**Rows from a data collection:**
»»
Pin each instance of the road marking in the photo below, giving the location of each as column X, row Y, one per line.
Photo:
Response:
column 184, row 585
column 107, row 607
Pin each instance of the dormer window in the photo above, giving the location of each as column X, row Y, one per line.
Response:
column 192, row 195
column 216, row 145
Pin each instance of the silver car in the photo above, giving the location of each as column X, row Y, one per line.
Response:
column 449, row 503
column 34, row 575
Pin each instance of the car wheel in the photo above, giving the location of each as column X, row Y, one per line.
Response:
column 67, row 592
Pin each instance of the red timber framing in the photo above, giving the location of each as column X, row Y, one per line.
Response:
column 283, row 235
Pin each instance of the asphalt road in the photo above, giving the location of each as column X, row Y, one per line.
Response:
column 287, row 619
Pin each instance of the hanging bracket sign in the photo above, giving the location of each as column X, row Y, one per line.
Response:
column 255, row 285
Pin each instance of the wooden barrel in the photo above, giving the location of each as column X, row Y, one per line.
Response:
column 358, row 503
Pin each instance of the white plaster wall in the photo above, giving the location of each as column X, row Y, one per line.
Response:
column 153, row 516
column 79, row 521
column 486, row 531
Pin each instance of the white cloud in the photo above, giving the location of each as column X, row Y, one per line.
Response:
««
**TASK DETAILS:**
Copy all of the rows above word for word, with no changes.

**WRITTEN REPLY:**
Pin each instance of the road marking in the photo below, giving the location of each as column X, row Y, one per line.
Photo:
Response:
column 184, row 585
column 107, row 607
Pin each instance of the dormer window in the photo above, giving the location of each as column X, row Y, one per line.
Response:
column 192, row 195
column 216, row 145
Pin each instance of the silver car in the photo above, giving the location of each as column X, row Y, one per line.
Response:
column 449, row 503
column 34, row 575
Pin each instance of the car wheel in the photo above, giving the location of each as column X, row Y, one per line.
Response:
column 67, row 592
Pin each instance of the red timber framing in the photo above, giving the location of each as column X, row Y, one per line.
Response:
column 283, row 235
Pin each instance of the asphalt road in the photo above, giving the location of each as column X, row Y, one per line.
Response:
column 287, row 619
Pin each instance of the hanging bracket sign in the photo above, giving the location of each as column X, row Y, one per line.
Response:
column 255, row 285
Pin each instance of the wooden barrel in the photo above, giving the location of each as column X, row Y, one per line.
Response:
column 358, row 503
Pin each instance of the white plaster wall in the photo above, giving the location of each as column X, row Y, one per line.
Response:
column 153, row 516
column 79, row 521
column 486, row 531
Pin each instance of the white cloud in the photo above, giving the location of each as column X, row Y, one per line.
Response:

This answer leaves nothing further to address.